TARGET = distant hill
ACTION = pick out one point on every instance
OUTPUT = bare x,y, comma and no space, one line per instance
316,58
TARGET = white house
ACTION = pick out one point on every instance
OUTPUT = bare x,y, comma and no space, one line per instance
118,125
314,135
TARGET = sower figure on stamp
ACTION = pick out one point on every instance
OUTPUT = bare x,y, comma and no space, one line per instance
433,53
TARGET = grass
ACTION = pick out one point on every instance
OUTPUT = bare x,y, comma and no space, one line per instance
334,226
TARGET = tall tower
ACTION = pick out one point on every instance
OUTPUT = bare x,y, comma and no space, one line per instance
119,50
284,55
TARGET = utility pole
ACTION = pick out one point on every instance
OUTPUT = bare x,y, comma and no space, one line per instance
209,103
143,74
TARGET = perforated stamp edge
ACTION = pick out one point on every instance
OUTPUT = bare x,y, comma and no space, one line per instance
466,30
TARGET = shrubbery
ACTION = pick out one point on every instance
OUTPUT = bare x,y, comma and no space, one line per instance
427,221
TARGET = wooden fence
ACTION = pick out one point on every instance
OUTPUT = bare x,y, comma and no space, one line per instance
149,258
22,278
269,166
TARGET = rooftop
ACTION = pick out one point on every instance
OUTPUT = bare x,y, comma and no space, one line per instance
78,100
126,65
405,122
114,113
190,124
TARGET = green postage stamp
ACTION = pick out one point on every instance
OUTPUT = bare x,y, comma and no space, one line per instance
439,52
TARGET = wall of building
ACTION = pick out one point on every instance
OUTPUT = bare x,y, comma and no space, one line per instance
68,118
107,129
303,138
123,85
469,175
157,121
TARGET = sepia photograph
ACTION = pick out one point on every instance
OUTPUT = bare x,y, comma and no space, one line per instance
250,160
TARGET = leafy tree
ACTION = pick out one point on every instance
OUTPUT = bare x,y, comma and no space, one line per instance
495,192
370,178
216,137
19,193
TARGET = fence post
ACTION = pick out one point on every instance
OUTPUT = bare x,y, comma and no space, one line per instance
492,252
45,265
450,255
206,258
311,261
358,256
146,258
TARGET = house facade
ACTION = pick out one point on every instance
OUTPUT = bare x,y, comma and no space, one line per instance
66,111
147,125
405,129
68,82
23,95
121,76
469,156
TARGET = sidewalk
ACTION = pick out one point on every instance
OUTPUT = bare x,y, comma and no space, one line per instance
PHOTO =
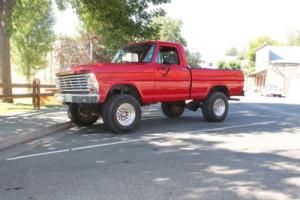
19,128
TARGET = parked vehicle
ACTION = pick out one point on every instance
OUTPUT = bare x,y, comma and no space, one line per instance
142,74
272,90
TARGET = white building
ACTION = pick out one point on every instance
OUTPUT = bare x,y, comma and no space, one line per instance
280,66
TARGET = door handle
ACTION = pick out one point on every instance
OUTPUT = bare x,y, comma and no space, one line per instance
164,69
183,69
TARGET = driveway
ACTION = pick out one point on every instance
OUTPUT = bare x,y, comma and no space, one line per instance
254,154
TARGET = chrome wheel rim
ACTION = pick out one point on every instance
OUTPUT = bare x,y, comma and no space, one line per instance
125,114
219,107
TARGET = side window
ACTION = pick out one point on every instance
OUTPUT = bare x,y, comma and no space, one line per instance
168,55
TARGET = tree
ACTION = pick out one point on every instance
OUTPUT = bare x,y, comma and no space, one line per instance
194,58
230,65
294,38
33,35
231,52
117,21
170,29
253,47
86,48
6,10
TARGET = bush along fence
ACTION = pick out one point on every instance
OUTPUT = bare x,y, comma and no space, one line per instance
36,92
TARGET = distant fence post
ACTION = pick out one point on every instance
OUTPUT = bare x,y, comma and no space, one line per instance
36,94
36,91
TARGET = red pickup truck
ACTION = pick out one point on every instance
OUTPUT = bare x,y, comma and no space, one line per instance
142,74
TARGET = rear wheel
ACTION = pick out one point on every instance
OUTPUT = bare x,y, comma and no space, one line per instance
121,113
172,110
215,107
82,115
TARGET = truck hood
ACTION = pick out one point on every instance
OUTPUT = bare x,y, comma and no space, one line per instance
98,68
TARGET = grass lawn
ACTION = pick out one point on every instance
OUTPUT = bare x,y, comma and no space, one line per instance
8,108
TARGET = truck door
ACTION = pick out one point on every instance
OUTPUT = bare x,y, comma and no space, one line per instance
172,78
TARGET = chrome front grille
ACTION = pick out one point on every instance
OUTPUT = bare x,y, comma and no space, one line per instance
73,83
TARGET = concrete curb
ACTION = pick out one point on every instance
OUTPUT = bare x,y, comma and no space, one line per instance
17,139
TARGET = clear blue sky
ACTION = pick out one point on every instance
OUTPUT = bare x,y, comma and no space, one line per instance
212,26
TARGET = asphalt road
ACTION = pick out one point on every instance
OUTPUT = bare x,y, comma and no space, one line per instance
254,154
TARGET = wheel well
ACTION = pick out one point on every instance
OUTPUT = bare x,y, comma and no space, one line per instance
124,89
220,88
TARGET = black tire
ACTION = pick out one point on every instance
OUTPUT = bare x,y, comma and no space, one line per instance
172,110
81,115
110,113
208,111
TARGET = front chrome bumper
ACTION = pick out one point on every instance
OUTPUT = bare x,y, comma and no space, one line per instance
78,98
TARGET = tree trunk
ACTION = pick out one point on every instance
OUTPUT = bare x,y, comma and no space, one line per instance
6,11
5,70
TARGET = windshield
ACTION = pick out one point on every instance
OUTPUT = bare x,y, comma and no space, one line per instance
135,54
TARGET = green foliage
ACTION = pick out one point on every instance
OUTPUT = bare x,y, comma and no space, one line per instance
33,35
194,58
256,44
294,38
231,52
117,21
229,65
170,29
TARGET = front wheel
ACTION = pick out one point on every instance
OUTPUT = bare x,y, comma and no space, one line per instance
121,113
215,107
82,115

· · · · · · ·

**WHAT TO PRODUCE:** Without the images, write out each line of the data verbatim.

**COMPLETE RESPONSE:**
TARGET = distant hill
ACTION = pick out one point on every instance
OUTPUT = bare x,y, comma and no space, one line per instance
316,58
TARGET = white house
ACTION = pick out one point on every instance
OUTPUT = bare x,y, comma and no space, one line per instance
118,125
314,135
TARGET = sower figure on stamp
ACTION = pick out one point on every instance
OUTPUT = bare x,y, comma and no space, one line per instance
433,53
TARGET = grass
ACTION = pick out one point on every instance
OUTPUT = bare x,y, comma and no space, one line per instance
334,226
TARGET = tall tower
ACTION = pick out one point on every instance
OUTPUT = bare x,y, comma and no space, one line per instance
119,50
284,55
TARGET = utility pole
ACTION = pick out one point on every instance
OUTPUT = bare x,y, comma and no space, one line per instance
209,103
143,74
TARGET = perforated stamp edge
ACTION = pick out one point on every instance
OUTPUT = bare x,y, comma and no space, one line per instance
466,30
TARGET = shrubbery
ACTION = pick out one point on every instance
OUTPUT = bare x,y, comma and no space, one line per instance
427,221
TARGET = wooden fence
ACTION = pick out one point on every instance
OUTPUT = bare x,y, comma and no space, one line per instance
149,258
22,278
269,166
TARGET = rooftop
ACTION = pick out one point on every instance
OUTPUT = bare x,y, comma and no space, one line per instance
78,100
126,65
405,122
114,113
190,124
TARGET = green postage stamp
ACTION = pick out one point on every instance
OUTPUT = bare x,y, comma and no space, one line per instance
439,52
TARGET = wall of building
ACTION = pick out one point on every instance
OUTPUT = bare x,y, comma and no space, one line per instance
68,118
107,129
303,138
123,85
469,175
157,121
TARGET = sepia photograph
ACTION = pick out one point on every instance
OUTPUT = bare x,y, comma and no space, one line per instance
250,160
TARGET = leafy tree
ACTION = pick out one point on every instance
OUTPUT = bare x,y, comma and no space, one line per instance
495,192
370,178
216,137
19,193
TARGET = fence post
ACTION = pick out one point on every instance
OUTPUT = bare x,y, comma and no space, one line per instance
492,252
45,265
450,255
206,258
311,261
358,256
146,258
TARGET = house facade
ACTION = pick out one point on every instance
OUTPUT = bare x,y, comma and no space, one line per instance
66,111
147,125
405,129
68,82
23,95
121,76
469,156
TARGET = sidewalk
ACTION = pick out one point on every instance
OUTPUT = bare x,y, comma and no space, one line per instance
PHOTO =
19,128
TARGET = parked vehicle
ACTION = pick out one point on every instance
OUTPUT = bare x,y, comma and no space, one line per instance
142,74
272,90
TARGET = white building
ACTION = pick out one point on every instance
OUTPUT = bare x,y, comma and no space, one line per instance
280,66
TARGET = door handle
ACTION = pick out one point on every instance
OUTPUT = bare x,y, comma and no space, one line per instance
164,69
183,69
TARGET = driveway
ACTION = pick out one point on every instance
OUTPUT = bare x,y, comma and no space, one line per instance
254,154
TARGET = chrome wheel rim
ACTION = pick out one point on every instance
OUTPUT = bare x,y, comma and no space, one line per instance
125,114
219,107
TARGET = side window
ACTION = pick out one point on every instance
OUTPUT = bare x,y, comma and no space, one line per instance
168,55
TARGET = tree
ACTION = pick out one point on every instance
OUTPUT = bare x,y, comma and no space, one line per instance
194,58
230,65
294,38
33,35
231,52
117,21
170,29
253,47
86,48
6,10
TARGET = bush along fence
ACTION = pick out one point on every instance
OUTPUT = bare x,y, comma and no space, one line per instance
36,92
TARGET = distant fence post
ACTION = pick out one point on every instance
OUTPUT = bare x,y, comma and no space, one line per instance
36,94
36,91
TARGET = red pickup truck
ACTION = pick out one point on every instance
OUTPUT = bare x,y, comma and no space, one line per instance
142,74
TARGET = rear wheel
ACTION = pick out one point on every instance
OUTPUT = bare x,y, comma and no space, one line per instance
121,113
172,110
215,107
82,115
TARGET = truck hood
ACTION = pick out one point on every instance
OUTPUT = bare x,y, comma and no space, one line per instance
98,68
TARGET = grass lawn
ACTION = pick out one point on every instance
OUTPUT = bare x,y, comma and no space, one line per instance
8,108
TARGET = truck door
ACTION = pick out one point on every instance
OUTPUT = bare x,y, comma and no space, one line per instance
172,78
TARGET = chrome front grille
ACTION = pick out one point on every instance
OUTPUT = bare x,y, comma and no space, one line per instance
73,83
TARGET = concrete curb
ACTION = pick out one point on every instance
OUTPUT = bare x,y, comma and no space, one line per instance
17,139
TARGET = clear blue sky
ACTION = pick out one point on every instance
OUTPUT = bare x,y, comma and no space, one line per instance
212,26
TARGET = asphalt road
ACTION = pick out one point on every instance
OUTPUT = bare x,y, comma and no space, one line per instance
254,154
TARGET = wheel well
ACTION = pick out one point on every instance
OUTPUT = bare x,y, comma and no space, one line per instance
124,89
220,88
TARGET = black tire
ACTION = pick out one point on every instance
OUTPUT = bare x,y, comma and no space, one line per instance
172,110
81,115
110,113
208,111
TARGET = front chrome bumper
ACTION = pick out one point on every instance
OUTPUT = bare x,y, comma and no space, one line per instance
78,98
TARGET = tree trunk
ACTION = pick out one point on every instance
OUTPUT = bare x,y, comma and no space, one line per instance
6,11
5,70
TARGET = windshield
ACTION = pick out one point on every instance
OUTPUT = bare x,y, comma and no space, one line per instance
135,54
TARGET = green foliage
ACTION = pick out one point on every instance
OUTPUT = bare x,y, comma and no space, one line per instance
33,35
194,58
256,44
294,38
231,52
117,21
229,65
170,29
TARGET = front wheel
ACTION = pick out one point on every instance
OUTPUT = bare x,y, comma and no space, one line per instance
121,113
215,107
82,115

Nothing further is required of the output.